## Task:
Count the lines of the material below that contain the string "exact" and give only that number.

┌─ Data extract

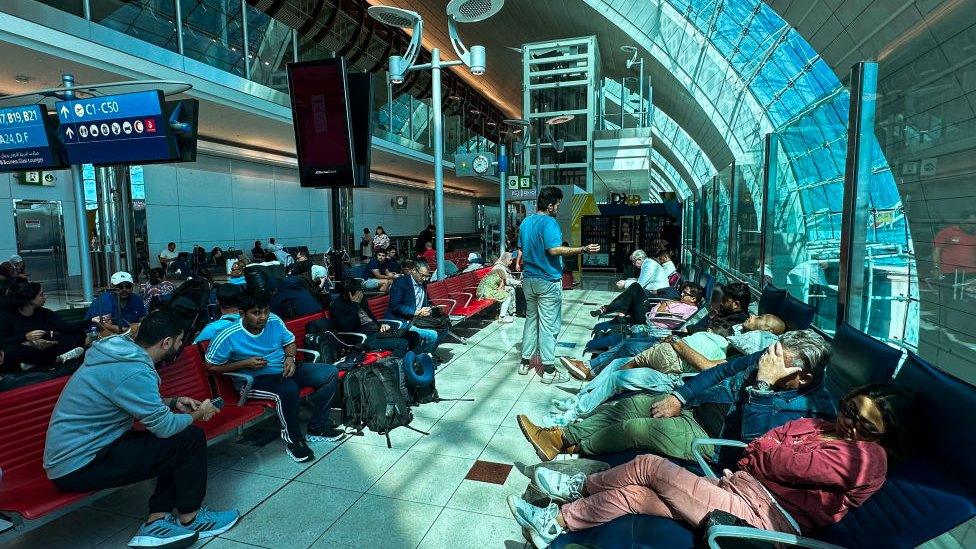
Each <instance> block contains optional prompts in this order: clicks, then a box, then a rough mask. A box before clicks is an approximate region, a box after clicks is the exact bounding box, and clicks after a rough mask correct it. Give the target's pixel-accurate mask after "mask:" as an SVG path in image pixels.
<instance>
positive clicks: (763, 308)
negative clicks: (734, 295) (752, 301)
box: [759, 284, 786, 316]
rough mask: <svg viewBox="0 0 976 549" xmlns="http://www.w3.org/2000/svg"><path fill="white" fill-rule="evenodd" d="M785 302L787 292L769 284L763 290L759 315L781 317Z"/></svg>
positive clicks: (759, 303) (759, 297) (759, 311)
mask: <svg viewBox="0 0 976 549" xmlns="http://www.w3.org/2000/svg"><path fill="white" fill-rule="evenodd" d="M784 301H786V290H781V289H779V288H777V287H776V286H773V285H772V284H767V285H766V287H765V288H763V293H762V295H760V296H759V314H761V315H764V314H767V313H769V314H774V315H776V316H779V313H780V310H781V309H782V308H783V302H784Z"/></svg>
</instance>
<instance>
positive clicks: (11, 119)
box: [0, 105, 64, 171]
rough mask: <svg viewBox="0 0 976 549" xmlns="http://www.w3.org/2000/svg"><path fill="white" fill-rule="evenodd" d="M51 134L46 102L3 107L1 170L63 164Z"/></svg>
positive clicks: (55, 165) (38, 167)
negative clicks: (21, 105) (46, 110)
mask: <svg viewBox="0 0 976 549" xmlns="http://www.w3.org/2000/svg"><path fill="white" fill-rule="evenodd" d="M48 136H49V132H48V118H47V111H46V109H44V107H43V106H41V105H24V106H22V107H10V108H7V109H0V171H21V170H41V169H46V168H61V167H64V164H63V162H62V161H61V159H60V155H58V154H57V152H56V150H55V149H53V148H52V147H51V142H50V139H49V138H48Z"/></svg>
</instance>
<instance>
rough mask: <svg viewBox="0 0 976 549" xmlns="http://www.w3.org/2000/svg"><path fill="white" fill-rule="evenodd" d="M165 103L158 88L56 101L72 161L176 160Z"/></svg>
mask: <svg viewBox="0 0 976 549" xmlns="http://www.w3.org/2000/svg"><path fill="white" fill-rule="evenodd" d="M164 106H165V102H164V101H163V94H162V92H160V91H158V90H151V91H144V92H136V93H126V94H120V95H107V96H104V97H93V98H89V99H77V100H73V101H60V102H58V103H56V104H55V110H56V111H57V113H58V120H59V121H60V122H61V128H60V130H59V133H60V135H61V140H62V142H63V143H64V148H65V151H67V155H68V161H69V162H71V163H72V164H96V165H98V164H126V163H138V162H152V161H159V160H171V159H173V158H174V156H175V155H176V150H175V145H174V143H173V140H172V139H170V132H169V123H168V120H167V116H166V114H165V110H164Z"/></svg>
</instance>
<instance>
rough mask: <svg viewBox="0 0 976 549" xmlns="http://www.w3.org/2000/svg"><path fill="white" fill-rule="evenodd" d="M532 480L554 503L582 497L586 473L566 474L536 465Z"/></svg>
mask: <svg viewBox="0 0 976 549" xmlns="http://www.w3.org/2000/svg"><path fill="white" fill-rule="evenodd" d="M532 481H533V482H534V483H535V485H536V486H538V487H539V489H540V490H542V491H543V492H545V494H546V495H547V496H549V497H550V498H552V500H553V501H555V502H556V503H569V502H570V501H575V500H577V499H580V498H582V497H583V483H585V482H586V475H584V474H583V473H579V474H576V475H566V474H563V473H560V472H558V471H553V470H552V469H546V468H545V467H536V468H535V474H533V475H532Z"/></svg>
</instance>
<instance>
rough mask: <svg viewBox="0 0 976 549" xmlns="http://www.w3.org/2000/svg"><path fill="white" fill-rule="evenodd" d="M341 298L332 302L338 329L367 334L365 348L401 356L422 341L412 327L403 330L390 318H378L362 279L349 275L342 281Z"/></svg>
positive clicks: (366, 334) (401, 357) (395, 356)
mask: <svg viewBox="0 0 976 549" xmlns="http://www.w3.org/2000/svg"><path fill="white" fill-rule="evenodd" d="M340 290H341V293H340V295H339V298H338V299H336V300H334V301H333V302H332V306H331V307H330V312H331V313H332V324H333V325H334V326H335V328H336V331H339V332H356V333H360V334H363V335H365V336H366V342H365V343H364V344H363V348H364V349H365V350H367V351H383V350H388V351H391V352H392V353H393V356H395V357H397V358H402V357H403V355H405V354H406V353H407V351H408V350H410V349H411V348H412V347H417V345H418V344H419V343H420V336H419V335H418V334H417V333H416V332H412V331H410V330H405V329H403V330H401V329H398V327H397V326H395V325H392V324H391V323H389V322H382V321H379V320H377V319H376V317H375V316H374V315H373V311H371V310H369V307H368V306H367V303H366V300H365V298H364V296H365V295H366V294H364V293H363V283H362V282H360V281H359V280H357V279H355V278H347V279H346V280H344V281H343V283H342V284H341V288H340Z"/></svg>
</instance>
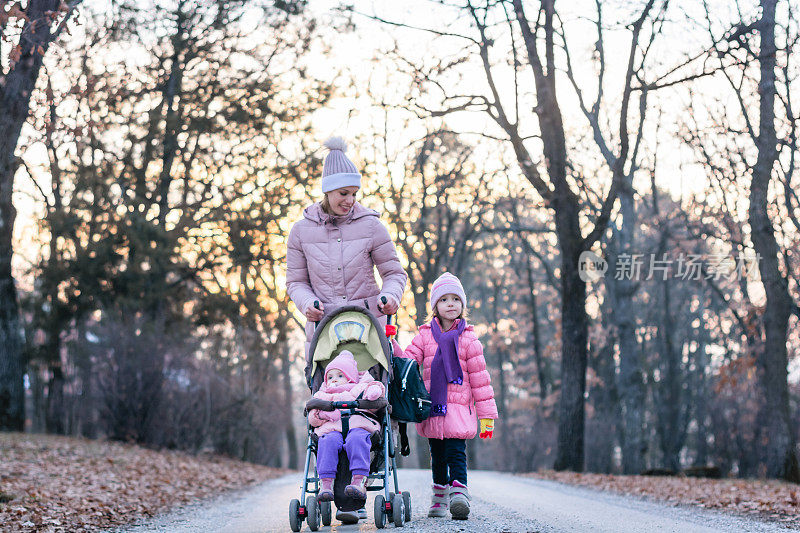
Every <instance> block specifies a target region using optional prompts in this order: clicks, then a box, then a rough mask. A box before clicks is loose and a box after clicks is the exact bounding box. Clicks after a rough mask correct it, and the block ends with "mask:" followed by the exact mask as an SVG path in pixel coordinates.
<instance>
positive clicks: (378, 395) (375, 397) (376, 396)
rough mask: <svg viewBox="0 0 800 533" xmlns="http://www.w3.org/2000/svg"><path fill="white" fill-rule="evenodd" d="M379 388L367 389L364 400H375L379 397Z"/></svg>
mask: <svg viewBox="0 0 800 533" xmlns="http://www.w3.org/2000/svg"><path fill="white" fill-rule="evenodd" d="M381 392H382V391H381V388H380V387H378V386H372V387H368V388H367V390H366V392H364V399H365V400H377V399H378V398H380V397H381Z"/></svg>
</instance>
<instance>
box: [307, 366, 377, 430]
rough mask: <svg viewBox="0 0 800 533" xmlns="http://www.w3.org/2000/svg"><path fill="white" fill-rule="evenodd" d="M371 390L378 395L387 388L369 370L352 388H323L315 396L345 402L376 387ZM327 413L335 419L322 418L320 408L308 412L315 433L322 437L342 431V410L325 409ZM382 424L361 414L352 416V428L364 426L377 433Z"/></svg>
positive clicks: (362, 426) (368, 429) (326, 413)
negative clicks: (330, 392) (324, 435)
mask: <svg viewBox="0 0 800 533" xmlns="http://www.w3.org/2000/svg"><path fill="white" fill-rule="evenodd" d="M375 388H377V391H375V390H373V391H371V392H372V393H373V394H372V395H373V396H375V393H376V392H377V396H378V397H380V396H383V395H384V394H385V393H384V391H385V388H384V386H383V383H381V382H380V381H376V380H375V378H373V377H372V376H371V375H370V373H369V372H362V373H361V374H360V377H359V380H358V383H356V384H355V385H354V386H353V388H352V389H350V390H349V391H342V392H334V393H330V392H325V391H324V390H323V389H322V388H320V390H318V391H317V393H316V394H314V398H318V399H320V400H326V401H334V402H345V401H348V400H355V399H356V398H358V395H359V394H361V393H364V396H366V395H367V389H375ZM325 413H326V414H331V415H333V417H334V418H335V420H327V419H325V418H320V411H319V410H318V409H311V410H310V411H309V412H308V423H309V424H311V426H312V427H314V428H316V429H314V433H316V434H317V435H319V436H320V437H321V436H323V435H325V434H327V433H330V432H331V431H338V432H339V433H341V432H342V420H341V411H339V410H338V409H334V410H333V411H325ZM380 427H381V426H380V424H378V423H377V422H376V421H375V420H373V419H371V418H369V417H366V416H361V415H354V416H351V417H350V429H353V428H362V429H366V430H367V431H369V432H370V433H375V432H376V431H378V430H379V429H380Z"/></svg>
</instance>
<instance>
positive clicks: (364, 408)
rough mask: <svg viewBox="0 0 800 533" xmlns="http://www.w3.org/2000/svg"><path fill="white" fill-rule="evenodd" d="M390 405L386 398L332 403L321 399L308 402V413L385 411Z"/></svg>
mask: <svg viewBox="0 0 800 533" xmlns="http://www.w3.org/2000/svg"><path fill="white" fill-rule="evenodd" d="M387 405H389V401H388V400H387V399H386V398H378V399H377V400H366V399H364V398H362V399H360V400H351V401H346V402H332V401H330V400H321V399H319V398H311V399H310V400H308V401H307V402H306V407H305V410H306V411H310V410H311V409H319V410H320V411H333V410H334V409H342V410H348V411H354V410H355V409H383V408H384V407H386V406H387Z"/></svg>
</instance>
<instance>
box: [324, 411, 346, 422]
mask: <svg viewBox="0 0 800 533" xmlns="http://www.w3.org/2000/svg"><path fill="white" fill-rule="evenodd" d="M318 416H319V417H320V418H321V419H323V420H330V421H331V422H336V421H337V420H339V419H340V418H342V413H341V412H340V411H339V410H338V409H334V410H333V411H320V412H319V415H318Z"/></svg>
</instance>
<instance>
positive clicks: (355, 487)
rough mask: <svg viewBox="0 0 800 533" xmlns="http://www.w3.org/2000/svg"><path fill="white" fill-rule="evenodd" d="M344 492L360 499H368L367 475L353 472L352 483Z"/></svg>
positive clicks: (356, 497) (346, 493)
mask: <svg viewBox="0 0 800 533" xmlns="http://www.w3.org/2000/svg"><path fill="white" fill-rule="evenodd" d="M344 493H345V494H347V495H348V496H350V497H352V498H357V499H359V500H366V499H367V476H361V475H358V474H353V478H352V479H351V480H350V484H349V485H348V486H346V487H345V488H344Z"/></svg>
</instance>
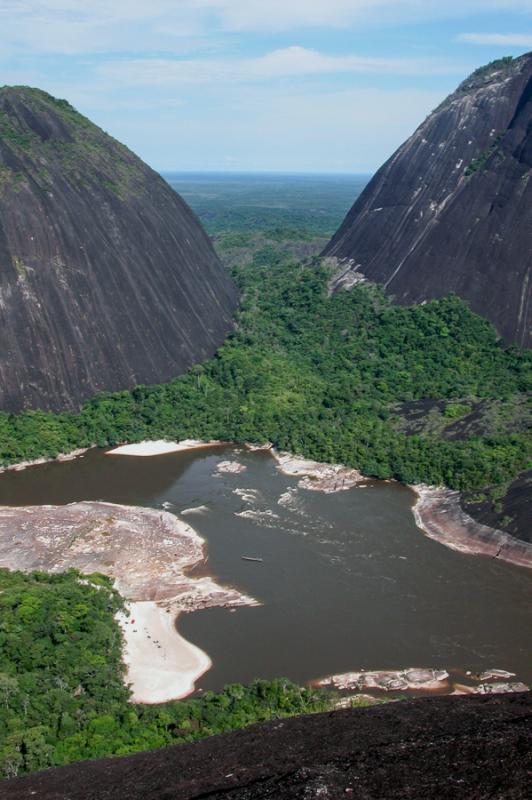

└─

## Exercise result:
2